> [Input data]:
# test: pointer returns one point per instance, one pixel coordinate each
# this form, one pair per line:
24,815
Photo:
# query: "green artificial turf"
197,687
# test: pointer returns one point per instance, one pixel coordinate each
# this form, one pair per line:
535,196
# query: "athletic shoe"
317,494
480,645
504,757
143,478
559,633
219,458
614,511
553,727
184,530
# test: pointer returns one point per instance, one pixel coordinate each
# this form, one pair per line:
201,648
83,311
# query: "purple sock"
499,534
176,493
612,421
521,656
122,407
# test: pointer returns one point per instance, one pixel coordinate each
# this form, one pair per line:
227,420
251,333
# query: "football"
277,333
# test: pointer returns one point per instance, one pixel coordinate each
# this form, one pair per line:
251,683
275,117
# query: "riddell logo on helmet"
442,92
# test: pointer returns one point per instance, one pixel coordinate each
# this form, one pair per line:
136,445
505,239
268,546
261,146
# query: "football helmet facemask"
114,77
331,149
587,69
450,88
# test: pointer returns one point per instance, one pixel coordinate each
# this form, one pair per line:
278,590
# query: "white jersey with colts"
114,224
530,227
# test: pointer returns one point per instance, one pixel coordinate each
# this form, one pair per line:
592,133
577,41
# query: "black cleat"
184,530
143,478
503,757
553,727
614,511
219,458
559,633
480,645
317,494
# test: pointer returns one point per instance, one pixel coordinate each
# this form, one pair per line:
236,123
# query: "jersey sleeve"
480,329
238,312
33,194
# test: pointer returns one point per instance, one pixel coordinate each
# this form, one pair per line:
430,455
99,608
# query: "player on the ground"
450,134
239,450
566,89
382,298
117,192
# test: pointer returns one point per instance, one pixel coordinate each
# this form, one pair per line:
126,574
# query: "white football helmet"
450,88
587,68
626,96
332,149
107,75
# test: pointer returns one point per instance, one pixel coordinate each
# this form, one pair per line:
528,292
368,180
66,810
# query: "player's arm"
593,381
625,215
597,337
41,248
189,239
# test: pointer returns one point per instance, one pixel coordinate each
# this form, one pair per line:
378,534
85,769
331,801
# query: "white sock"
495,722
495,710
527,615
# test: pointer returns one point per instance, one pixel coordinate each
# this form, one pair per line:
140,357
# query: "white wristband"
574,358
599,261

> [What is being asked]: From start to finish, retype the records above with complete accuracy.

> [Finished exercise]:
# test: pointer returns one point per instance, one pixel coordinate each
# this form, one pair per line:
24,815
Photo:
# query: "green artificial turf"
197,687
# test: pointer returns one point per instance, one pixel coordinate each
# this form, one pair per line:
535,196
# query: "athletic shoe"
317,494
480,645
504,757
143,478
559,633
219,458
614,511
553,727
184,530
# test: pointer returns one point per instance, one pixel coordinate each
# this form, one pair per line:
201,648
83,311
# query: "purple sock"
499,534
176,493
612,421
521,656
122,407
# test: pointer returns one point per instance, one pixel coordinate each
# this form, one pair per line:
227,420
251,333
# query: "football"
277,333
# test: pointer returns one point per instance, one pixel coordinate each
# this form, one pair per line:
251,683
275,117
# query: "riddell logo on helmet"
442,92
# test: pointer returns one point per instance, one pixel coordinate each
# this form, one pair per line:
136,445
505,239
268,546
261,146
# query: "football helmet facemask"
114,77
331,149
587,69
450,88
# test: pointer returns one point per instance, one pixel coordinate each
# this form, one pair per line:
278,590
# query: "white jersey with colts"
114,224
530,227
# test: pointer returns one point per instance, one pixel coordinate each
# this form, one pair per line:
592,133
577,41
# query: "black cleat"
184,530
143,478
503,757
553,727
614,511
219,458
559,633
480,645
317,494
# test: pointer returns one point per instance, one pixel coordinate each
# this form, one pair per line:
236,123
# query: "jersey sleeve"
480,329
238,312
33,194
# test: pointer returns one point per instance, one pixel coordinate each
# this form, one pair per line:
430,455
99,608
# query: "player on the ground"
450,134
239,450
566,89
382,298
117,192
# test: pointer returns one point per instance, one pixel coordinate each
# this form, one pair per line:
126,574
# query: "white football helmet"
450,88
587,68
626,96
332,149
107,75
# test: pointer returns one point per instance, one pixel coordinate each
# this form, one pair per line:
528,292
368,180
66,810
# query: "player's arm"
593,381
625,215
597,337
41,248
189,239
# test: pointer returns one point per instance, one pixel coordinate each
# this form, one pair per line:
378,534
85,769
331,801
# query: "white sock"
495,722
495,710
527,615
# test: pointer returns one point per instance, one pixel coordinate each
# this form, one pair per line:
140,357
# query: "white wristband"
574,358
599,261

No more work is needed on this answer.